## Your objective
Take the line that contains "horse's hind leg." as the first and the last line of the material as the final one; set down exactly the lines in that span.

## Material for this task
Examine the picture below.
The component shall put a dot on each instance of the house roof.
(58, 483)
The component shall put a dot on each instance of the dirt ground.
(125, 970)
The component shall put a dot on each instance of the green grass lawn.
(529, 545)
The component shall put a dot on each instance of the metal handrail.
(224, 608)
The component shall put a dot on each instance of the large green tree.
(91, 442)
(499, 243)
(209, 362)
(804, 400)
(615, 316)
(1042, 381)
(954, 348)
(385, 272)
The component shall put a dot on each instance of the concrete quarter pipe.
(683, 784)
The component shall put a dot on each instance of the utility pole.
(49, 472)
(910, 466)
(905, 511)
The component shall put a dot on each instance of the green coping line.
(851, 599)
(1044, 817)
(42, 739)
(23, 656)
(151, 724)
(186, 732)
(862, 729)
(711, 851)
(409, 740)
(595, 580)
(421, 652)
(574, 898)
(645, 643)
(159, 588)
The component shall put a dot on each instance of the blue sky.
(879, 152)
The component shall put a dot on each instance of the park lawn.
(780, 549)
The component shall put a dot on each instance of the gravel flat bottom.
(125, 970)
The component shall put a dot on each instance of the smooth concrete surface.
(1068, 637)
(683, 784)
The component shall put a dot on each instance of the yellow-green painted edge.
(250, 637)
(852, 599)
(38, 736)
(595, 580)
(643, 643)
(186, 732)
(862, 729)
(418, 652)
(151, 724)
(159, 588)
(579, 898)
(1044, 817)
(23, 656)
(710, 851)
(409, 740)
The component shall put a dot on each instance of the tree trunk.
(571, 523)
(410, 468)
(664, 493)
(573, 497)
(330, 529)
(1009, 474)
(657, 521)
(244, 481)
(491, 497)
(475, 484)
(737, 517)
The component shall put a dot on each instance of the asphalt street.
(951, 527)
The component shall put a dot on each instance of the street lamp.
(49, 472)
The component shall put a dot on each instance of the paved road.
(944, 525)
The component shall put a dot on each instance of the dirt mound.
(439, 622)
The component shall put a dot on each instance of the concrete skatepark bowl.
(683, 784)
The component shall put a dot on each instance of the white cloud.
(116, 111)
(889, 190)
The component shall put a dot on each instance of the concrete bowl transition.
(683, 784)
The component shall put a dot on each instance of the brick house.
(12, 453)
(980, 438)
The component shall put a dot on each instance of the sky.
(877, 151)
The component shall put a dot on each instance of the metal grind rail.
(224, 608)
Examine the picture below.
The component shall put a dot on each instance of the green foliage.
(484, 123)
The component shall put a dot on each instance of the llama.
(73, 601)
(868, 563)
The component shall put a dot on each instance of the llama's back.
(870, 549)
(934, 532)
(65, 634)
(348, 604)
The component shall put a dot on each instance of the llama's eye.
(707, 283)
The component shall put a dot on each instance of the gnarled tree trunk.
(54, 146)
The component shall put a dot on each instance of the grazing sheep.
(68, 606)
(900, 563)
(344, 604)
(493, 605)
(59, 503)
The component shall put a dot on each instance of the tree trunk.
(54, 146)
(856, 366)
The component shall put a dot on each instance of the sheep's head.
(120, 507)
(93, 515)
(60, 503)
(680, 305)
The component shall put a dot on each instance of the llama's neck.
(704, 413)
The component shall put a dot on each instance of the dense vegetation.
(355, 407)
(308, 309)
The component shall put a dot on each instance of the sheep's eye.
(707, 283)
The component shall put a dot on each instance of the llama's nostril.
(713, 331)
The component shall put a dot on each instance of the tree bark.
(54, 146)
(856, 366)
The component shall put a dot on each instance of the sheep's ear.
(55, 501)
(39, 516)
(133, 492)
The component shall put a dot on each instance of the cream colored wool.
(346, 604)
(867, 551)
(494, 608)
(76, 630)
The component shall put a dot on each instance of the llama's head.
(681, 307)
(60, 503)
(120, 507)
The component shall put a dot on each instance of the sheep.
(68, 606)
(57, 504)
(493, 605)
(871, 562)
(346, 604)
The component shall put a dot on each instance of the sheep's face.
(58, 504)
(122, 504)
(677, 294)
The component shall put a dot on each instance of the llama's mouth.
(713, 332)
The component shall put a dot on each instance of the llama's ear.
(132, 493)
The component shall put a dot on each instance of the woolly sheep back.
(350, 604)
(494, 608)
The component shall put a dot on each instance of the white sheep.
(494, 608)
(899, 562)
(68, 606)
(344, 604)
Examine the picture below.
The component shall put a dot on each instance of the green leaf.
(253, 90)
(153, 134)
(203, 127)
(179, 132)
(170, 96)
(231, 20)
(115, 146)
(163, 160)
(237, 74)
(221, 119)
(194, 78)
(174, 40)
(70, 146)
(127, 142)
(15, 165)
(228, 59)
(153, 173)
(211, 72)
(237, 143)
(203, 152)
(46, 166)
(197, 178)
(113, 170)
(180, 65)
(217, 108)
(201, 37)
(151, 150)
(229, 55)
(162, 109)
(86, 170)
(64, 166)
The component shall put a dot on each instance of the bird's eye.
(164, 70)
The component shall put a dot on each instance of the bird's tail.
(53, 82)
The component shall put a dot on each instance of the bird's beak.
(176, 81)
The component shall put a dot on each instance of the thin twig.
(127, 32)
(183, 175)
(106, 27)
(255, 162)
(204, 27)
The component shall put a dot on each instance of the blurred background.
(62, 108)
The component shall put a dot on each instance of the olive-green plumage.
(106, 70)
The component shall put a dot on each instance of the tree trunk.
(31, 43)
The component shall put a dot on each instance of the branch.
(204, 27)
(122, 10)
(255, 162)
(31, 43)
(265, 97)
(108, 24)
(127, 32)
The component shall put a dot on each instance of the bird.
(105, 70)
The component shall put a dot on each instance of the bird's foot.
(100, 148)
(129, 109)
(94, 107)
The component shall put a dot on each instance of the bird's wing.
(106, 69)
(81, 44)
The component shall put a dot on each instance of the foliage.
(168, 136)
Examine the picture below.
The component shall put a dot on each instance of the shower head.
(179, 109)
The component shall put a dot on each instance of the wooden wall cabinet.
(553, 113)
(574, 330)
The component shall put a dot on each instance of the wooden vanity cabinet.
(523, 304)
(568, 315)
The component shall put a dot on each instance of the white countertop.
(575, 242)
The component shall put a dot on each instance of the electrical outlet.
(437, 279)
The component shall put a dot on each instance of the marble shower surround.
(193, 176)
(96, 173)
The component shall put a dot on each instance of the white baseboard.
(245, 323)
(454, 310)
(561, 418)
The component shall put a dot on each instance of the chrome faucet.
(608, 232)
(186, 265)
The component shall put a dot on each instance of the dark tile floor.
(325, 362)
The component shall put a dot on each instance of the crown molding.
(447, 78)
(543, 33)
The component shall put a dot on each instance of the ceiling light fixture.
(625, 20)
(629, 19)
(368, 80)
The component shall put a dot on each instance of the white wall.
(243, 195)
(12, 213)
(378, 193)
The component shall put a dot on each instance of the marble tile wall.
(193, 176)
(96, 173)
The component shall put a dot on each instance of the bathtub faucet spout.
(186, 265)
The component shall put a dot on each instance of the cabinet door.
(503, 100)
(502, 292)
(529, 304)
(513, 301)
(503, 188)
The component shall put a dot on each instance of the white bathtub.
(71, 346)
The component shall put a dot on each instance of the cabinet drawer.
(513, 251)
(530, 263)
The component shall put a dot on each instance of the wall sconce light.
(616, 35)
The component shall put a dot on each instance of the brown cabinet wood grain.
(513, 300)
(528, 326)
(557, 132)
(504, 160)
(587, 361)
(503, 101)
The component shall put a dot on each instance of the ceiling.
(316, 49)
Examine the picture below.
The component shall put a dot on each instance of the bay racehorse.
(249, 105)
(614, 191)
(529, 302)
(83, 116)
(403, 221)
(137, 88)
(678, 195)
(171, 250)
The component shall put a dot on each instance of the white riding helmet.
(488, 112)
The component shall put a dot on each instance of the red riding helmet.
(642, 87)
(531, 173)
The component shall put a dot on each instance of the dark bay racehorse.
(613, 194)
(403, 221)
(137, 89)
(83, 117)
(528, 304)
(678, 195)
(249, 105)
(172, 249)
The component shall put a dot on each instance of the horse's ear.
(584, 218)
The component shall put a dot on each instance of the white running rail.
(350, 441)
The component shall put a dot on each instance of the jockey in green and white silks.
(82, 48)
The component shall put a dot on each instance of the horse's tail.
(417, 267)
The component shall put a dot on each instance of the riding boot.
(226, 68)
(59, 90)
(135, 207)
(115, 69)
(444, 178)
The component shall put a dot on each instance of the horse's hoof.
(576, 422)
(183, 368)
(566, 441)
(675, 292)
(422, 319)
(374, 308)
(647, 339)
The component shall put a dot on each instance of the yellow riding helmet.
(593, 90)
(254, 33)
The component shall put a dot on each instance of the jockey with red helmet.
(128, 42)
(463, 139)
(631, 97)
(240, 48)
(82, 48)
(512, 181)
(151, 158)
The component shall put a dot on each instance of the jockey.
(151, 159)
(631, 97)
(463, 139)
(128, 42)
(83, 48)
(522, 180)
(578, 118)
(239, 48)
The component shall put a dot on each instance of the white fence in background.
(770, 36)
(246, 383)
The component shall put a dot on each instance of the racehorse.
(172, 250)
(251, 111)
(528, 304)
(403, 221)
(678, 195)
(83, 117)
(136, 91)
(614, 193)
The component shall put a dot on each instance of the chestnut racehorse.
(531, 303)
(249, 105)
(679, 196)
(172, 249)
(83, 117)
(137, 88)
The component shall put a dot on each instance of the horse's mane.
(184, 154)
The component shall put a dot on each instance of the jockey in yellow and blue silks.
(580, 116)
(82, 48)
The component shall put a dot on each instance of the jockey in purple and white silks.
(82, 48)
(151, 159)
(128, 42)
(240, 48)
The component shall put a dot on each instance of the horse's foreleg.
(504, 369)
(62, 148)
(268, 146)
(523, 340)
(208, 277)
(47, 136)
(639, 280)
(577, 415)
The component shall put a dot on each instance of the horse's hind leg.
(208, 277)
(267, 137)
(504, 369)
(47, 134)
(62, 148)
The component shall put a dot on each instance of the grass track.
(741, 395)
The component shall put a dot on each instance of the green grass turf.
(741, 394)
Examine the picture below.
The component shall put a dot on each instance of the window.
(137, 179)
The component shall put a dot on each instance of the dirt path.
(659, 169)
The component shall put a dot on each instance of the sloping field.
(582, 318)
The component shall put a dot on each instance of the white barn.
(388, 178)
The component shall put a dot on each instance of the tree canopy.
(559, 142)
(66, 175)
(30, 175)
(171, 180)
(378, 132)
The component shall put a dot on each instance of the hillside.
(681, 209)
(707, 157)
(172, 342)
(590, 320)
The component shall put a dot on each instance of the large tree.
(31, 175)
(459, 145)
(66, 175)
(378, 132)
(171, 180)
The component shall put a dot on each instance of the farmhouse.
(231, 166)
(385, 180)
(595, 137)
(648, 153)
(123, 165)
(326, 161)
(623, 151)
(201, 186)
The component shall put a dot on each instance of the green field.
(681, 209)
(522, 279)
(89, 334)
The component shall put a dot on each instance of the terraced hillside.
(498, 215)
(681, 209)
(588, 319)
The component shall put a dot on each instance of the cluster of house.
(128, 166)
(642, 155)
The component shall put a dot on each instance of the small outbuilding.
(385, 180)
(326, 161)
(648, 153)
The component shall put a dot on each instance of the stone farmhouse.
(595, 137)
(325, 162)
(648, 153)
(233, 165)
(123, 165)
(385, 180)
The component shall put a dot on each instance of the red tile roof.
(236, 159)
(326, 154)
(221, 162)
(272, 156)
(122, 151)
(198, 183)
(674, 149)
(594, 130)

## Full solution
The component shall put a dot on each instance of the horse's hind leg.
(208, 277)
(267, 137)
(504, 369)
(47, 134)
(62, 148)
The component shall put a dot on each instance of the grass track.
(741, 395)
The component shall put a dot on each instance of the green grass turf.
(741, 394)
Examine the picture below.
The component shall put a dot on each instance of the window.
(137, 179)
The component shall put a dot on each instance of the dirt path.
(659, 169)
The component shall put a dot on each instance of the sloping field.
(582, 318)
The component shall put a dot on each instance of the white barn.
(388, 178)
The component shall put a dot on each instance of the tree canopy.
(559, 142)
(66, 175)
(30, 175)
(171, 180)
(378, 132)
The component shall put a dot on each instance of the hillside.
(681, 209)
(707, 157)
(172, 342)
(590, 320)
The component shall put a dot on each instance of the large tree.
(31, 175)
(459, 145)
(66, 175)
(378, 132)
(171, 180)
The component shall put a dot on each instance of the farmhouse.
(231, 166)
(385, 180)
(595, 137)
(648, 153)
(123, 165)
(326, 161)
(623, 151)
(201, 186)
The component shall put a dot on each instance of the green field.
(681, 209)
(522, 279)
(89, 334)
The component shall put a dot on each instance of the terraced hillside.
(498, 215)
(681, 209)
(588, 319)
The component shall put a dot on each instance of the cluster of house.
(128, 166)
(642, 155)
The component shall put a dot on each instance of the small outbuilding.
(385, 180)
(326, 161)
(648, 153)
The component shall put a dot on each instance of the stone farmhouse.
(595, 137)
(325, 162)
(648, 153)
(233, 165)
(123, 165)
(385, 180)
The component shall put a dot on each instance of the red tile roof.
(236, 159)
(326, 154)
(221, 162)
(272, 156)
(122, 151)
(198, 183)
(674, 149)
(594, 130)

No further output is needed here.